=== Data shown ===
==*==

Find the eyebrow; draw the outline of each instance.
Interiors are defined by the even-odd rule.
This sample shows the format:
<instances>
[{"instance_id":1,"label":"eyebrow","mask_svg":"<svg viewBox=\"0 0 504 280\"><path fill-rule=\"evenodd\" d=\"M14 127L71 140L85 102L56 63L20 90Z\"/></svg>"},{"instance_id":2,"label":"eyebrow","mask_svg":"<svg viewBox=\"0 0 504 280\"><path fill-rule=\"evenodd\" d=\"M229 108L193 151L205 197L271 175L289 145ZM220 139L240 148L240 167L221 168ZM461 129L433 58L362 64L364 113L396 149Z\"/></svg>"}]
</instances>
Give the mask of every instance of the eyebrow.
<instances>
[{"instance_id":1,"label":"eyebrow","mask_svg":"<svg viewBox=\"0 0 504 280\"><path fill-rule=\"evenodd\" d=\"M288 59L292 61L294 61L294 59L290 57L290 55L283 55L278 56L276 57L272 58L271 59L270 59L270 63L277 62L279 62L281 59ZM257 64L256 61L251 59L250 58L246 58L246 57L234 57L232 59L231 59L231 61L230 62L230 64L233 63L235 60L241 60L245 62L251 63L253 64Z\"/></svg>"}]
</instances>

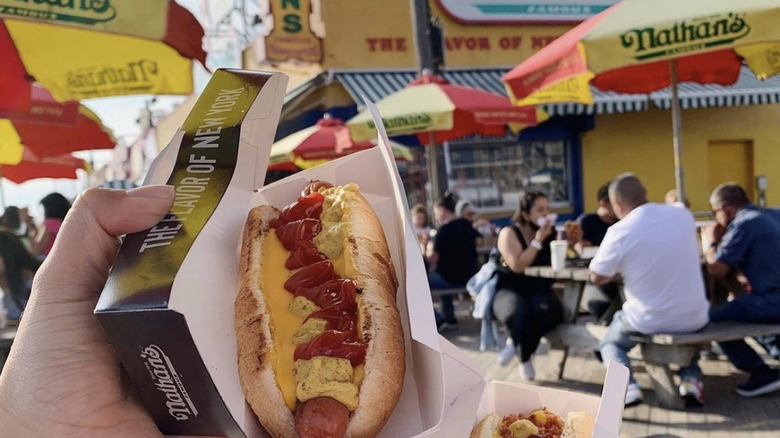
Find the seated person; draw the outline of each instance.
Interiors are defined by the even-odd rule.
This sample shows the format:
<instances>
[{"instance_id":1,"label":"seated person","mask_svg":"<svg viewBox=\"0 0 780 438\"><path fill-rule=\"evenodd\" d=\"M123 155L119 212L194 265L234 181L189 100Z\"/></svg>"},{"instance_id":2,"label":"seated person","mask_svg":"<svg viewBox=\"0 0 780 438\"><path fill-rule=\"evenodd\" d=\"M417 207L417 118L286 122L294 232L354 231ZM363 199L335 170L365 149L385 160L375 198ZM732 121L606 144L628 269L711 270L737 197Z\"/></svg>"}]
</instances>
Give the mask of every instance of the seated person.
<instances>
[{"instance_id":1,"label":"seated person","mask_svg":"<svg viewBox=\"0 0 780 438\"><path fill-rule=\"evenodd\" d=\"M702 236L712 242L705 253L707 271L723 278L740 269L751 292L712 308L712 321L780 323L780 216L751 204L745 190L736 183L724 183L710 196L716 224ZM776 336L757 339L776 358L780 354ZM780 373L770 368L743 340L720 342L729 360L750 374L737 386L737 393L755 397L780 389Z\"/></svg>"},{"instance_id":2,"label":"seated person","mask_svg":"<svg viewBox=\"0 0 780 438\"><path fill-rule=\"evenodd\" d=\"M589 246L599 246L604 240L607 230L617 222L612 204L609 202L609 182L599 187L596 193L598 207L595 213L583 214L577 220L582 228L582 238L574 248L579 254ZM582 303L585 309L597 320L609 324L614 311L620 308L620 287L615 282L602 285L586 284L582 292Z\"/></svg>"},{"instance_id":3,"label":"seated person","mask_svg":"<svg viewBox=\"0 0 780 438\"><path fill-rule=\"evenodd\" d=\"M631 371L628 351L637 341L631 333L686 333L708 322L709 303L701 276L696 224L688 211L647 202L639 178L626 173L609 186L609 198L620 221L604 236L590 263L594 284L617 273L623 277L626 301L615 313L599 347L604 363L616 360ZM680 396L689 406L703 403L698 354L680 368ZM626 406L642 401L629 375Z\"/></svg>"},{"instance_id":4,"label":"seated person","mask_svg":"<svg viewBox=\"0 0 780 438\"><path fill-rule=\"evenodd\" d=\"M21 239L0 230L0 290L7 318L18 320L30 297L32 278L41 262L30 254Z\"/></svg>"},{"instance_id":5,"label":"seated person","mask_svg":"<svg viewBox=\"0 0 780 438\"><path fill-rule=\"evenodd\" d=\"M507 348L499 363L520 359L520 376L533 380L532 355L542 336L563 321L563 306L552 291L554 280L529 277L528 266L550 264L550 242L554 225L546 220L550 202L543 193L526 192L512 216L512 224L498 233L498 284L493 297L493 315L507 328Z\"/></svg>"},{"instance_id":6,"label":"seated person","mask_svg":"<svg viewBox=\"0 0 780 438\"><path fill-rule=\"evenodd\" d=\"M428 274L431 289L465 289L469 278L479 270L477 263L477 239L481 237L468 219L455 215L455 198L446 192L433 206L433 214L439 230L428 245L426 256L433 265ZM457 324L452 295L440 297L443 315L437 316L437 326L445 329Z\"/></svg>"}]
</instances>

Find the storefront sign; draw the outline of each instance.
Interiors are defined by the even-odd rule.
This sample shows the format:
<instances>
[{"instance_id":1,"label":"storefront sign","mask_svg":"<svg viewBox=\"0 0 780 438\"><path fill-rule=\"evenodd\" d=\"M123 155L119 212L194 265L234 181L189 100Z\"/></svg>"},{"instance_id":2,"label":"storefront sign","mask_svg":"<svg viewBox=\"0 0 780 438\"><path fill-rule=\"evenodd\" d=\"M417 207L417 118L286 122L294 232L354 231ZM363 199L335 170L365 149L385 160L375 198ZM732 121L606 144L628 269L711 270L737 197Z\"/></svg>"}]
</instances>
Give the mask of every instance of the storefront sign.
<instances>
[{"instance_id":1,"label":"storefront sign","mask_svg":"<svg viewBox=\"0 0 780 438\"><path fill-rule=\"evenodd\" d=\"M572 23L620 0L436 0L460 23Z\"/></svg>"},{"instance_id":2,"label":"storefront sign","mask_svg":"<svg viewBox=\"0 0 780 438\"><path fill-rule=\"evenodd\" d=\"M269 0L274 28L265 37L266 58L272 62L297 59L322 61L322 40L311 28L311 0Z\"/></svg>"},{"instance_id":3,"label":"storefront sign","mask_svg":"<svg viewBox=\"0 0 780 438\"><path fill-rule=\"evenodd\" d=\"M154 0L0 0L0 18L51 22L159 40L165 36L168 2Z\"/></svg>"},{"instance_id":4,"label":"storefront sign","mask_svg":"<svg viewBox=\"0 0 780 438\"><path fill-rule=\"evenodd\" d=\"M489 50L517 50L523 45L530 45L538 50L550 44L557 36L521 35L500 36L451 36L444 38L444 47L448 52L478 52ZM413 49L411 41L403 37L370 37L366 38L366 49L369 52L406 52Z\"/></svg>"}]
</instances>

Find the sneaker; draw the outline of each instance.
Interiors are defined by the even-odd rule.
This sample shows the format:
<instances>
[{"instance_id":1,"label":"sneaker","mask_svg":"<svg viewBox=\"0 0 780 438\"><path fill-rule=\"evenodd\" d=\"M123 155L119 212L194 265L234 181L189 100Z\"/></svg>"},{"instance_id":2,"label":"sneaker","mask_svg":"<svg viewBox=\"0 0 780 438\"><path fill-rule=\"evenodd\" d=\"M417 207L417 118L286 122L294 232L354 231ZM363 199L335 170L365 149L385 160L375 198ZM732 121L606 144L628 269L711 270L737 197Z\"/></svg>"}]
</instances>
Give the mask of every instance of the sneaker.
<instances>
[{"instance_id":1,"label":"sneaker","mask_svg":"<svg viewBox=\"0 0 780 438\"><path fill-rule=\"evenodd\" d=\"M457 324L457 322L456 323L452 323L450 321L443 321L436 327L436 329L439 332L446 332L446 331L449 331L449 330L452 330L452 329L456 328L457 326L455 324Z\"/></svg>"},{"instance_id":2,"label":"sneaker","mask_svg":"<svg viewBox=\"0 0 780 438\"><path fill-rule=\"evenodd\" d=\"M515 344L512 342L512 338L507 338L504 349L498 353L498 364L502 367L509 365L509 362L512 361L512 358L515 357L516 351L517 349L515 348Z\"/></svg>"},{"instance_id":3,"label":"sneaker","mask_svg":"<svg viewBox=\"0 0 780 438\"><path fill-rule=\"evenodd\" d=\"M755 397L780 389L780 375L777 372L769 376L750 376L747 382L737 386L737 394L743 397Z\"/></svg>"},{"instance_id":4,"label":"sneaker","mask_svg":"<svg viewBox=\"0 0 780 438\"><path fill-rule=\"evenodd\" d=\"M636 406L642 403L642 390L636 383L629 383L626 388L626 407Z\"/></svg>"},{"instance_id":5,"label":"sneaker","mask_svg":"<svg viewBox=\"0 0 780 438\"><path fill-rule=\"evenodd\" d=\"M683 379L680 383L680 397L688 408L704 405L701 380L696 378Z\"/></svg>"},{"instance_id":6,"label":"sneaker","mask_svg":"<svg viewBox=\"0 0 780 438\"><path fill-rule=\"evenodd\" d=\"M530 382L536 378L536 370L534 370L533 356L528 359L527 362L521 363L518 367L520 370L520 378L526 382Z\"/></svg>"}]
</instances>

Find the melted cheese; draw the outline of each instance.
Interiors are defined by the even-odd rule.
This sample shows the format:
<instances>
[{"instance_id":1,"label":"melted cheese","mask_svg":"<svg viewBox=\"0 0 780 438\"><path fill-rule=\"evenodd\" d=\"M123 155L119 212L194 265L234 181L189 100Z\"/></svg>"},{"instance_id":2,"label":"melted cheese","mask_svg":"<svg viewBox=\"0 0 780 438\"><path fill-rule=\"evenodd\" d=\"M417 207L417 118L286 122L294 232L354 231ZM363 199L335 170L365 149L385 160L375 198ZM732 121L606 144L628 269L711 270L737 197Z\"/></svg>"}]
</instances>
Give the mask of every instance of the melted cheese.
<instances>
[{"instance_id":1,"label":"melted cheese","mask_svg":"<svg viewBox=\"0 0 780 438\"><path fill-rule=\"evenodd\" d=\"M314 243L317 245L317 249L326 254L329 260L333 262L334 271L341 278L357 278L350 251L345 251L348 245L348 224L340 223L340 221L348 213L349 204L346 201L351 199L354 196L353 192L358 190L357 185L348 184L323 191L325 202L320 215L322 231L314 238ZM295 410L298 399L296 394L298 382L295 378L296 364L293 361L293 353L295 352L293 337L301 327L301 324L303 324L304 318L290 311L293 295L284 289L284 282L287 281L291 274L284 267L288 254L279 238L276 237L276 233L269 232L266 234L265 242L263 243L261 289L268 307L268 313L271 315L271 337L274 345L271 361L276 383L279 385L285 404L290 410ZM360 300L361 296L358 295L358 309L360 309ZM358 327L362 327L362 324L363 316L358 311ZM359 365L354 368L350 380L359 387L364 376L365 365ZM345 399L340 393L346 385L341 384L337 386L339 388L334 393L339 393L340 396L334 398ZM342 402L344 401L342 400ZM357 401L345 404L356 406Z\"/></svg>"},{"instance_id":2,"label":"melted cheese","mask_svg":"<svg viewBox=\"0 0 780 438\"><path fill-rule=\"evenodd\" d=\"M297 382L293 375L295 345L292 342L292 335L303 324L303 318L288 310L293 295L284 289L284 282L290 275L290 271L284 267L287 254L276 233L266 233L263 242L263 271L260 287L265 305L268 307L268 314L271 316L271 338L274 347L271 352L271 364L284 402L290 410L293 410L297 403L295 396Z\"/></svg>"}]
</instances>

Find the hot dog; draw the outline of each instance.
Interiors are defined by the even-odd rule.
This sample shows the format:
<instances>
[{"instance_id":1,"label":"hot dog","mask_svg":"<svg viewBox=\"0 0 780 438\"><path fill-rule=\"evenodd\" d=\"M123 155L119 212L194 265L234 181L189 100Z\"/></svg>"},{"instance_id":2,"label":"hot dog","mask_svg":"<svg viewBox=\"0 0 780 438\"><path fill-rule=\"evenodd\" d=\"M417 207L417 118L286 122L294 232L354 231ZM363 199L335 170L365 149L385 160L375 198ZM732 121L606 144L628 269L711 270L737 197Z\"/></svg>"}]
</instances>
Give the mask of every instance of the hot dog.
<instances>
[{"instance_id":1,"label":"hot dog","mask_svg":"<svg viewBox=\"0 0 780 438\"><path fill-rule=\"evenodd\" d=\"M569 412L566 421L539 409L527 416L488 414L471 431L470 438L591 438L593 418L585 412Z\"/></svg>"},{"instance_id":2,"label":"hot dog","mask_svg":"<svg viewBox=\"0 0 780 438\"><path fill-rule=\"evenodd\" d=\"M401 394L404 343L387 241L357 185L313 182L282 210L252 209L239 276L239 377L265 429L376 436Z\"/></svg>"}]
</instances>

==*==

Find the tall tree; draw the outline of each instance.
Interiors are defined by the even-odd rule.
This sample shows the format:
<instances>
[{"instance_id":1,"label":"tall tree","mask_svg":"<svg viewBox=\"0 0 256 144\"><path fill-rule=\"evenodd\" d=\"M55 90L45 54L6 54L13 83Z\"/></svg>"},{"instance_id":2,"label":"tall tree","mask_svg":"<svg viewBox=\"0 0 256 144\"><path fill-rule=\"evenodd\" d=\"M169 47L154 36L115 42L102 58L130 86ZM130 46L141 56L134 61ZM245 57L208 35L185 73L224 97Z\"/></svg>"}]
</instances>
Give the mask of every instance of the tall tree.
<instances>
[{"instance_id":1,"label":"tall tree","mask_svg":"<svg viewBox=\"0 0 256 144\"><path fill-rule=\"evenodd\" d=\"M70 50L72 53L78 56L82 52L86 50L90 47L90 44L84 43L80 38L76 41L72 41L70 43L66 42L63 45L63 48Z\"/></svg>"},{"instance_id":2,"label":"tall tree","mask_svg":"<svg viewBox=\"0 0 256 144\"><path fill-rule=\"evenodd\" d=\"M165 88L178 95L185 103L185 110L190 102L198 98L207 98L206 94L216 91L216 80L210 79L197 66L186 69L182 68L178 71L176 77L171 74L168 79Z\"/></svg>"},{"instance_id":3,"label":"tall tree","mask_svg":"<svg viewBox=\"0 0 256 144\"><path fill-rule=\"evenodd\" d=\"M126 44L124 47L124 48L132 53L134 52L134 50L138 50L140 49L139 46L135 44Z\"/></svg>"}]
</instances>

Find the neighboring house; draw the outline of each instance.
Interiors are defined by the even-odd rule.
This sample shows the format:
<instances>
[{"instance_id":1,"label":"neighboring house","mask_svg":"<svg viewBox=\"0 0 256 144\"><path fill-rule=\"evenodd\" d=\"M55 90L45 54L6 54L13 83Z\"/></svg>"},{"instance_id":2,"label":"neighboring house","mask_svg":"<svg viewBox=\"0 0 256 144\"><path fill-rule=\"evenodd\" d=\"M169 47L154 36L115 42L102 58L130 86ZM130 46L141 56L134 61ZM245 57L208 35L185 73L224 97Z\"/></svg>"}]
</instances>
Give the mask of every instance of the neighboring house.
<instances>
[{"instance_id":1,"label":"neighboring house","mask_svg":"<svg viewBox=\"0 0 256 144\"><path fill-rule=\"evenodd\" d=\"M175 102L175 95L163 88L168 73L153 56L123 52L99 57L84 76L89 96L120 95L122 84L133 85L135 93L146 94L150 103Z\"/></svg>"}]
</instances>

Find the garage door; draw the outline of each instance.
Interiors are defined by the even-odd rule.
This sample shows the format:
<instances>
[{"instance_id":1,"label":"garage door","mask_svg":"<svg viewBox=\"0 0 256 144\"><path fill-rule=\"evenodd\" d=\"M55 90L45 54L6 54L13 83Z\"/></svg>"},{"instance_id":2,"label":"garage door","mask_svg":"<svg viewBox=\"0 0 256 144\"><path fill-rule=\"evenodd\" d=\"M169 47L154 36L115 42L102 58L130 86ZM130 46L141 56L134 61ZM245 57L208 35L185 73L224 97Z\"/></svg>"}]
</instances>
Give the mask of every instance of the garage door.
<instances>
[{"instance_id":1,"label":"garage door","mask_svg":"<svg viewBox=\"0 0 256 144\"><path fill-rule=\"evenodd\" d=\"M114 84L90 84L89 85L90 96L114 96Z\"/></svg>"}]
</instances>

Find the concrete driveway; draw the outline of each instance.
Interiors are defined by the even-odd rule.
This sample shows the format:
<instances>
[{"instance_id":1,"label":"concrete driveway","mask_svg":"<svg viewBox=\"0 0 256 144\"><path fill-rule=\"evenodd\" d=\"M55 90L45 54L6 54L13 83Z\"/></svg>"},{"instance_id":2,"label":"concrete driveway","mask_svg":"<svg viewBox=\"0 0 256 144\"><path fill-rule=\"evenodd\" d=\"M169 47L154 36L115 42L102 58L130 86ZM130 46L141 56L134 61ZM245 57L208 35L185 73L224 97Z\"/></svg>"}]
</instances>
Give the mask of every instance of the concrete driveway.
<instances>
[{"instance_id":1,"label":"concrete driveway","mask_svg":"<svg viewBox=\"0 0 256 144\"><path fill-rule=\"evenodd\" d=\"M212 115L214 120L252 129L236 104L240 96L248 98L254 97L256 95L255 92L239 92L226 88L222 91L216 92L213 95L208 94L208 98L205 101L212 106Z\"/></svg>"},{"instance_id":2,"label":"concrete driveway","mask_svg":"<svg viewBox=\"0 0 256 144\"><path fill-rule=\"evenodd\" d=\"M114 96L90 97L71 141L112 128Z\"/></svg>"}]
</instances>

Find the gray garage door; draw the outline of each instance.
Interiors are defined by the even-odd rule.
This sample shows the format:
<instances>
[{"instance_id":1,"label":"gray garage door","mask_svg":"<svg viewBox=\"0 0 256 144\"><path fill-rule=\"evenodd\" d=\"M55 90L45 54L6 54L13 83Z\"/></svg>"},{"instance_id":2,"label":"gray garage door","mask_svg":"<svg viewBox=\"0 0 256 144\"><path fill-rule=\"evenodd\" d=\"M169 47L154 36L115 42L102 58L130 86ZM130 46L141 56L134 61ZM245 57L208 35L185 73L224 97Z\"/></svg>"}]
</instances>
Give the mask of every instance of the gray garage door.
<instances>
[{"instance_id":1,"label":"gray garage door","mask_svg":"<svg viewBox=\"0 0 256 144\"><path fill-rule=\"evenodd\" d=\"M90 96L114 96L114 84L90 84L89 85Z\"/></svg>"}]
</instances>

==*==

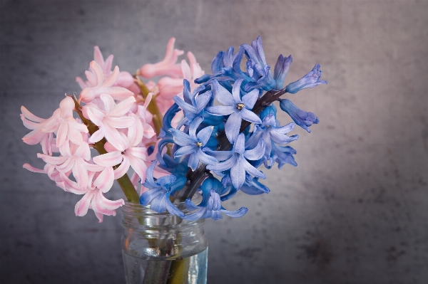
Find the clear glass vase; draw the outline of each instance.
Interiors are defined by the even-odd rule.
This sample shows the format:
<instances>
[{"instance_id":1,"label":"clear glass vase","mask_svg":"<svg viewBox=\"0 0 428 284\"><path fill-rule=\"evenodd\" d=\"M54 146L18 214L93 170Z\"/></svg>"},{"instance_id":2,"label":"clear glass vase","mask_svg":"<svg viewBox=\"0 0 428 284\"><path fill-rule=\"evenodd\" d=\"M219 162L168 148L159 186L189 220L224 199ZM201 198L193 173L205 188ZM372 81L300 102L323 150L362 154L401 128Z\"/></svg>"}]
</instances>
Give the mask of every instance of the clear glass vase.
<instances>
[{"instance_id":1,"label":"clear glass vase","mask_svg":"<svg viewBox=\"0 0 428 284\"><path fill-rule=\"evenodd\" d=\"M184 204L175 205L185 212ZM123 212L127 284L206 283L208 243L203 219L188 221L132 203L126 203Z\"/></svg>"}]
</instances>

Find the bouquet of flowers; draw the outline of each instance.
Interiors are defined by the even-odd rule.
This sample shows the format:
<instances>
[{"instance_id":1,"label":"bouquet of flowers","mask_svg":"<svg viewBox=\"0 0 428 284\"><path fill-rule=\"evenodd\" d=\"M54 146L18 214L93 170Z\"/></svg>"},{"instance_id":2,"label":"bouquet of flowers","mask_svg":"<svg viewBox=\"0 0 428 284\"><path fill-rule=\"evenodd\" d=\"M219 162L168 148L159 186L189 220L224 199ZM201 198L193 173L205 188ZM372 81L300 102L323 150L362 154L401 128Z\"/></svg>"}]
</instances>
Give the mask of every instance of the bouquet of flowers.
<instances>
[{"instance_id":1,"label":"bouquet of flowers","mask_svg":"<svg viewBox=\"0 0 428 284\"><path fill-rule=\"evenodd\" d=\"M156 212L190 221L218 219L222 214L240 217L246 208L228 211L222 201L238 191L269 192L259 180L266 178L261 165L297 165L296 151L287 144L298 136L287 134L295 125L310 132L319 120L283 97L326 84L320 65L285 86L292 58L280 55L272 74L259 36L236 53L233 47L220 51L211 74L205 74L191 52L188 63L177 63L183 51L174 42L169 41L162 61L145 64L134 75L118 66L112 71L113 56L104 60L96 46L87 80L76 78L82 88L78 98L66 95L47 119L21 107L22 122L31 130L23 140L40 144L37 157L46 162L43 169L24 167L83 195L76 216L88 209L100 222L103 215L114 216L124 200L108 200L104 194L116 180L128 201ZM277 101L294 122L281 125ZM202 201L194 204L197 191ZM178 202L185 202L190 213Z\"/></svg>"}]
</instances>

==*==

=== Given task ===
Please count the lines in the data above that contain the string "concrete", with case counting, and give only that number.

=== Solution to this exercise ===
4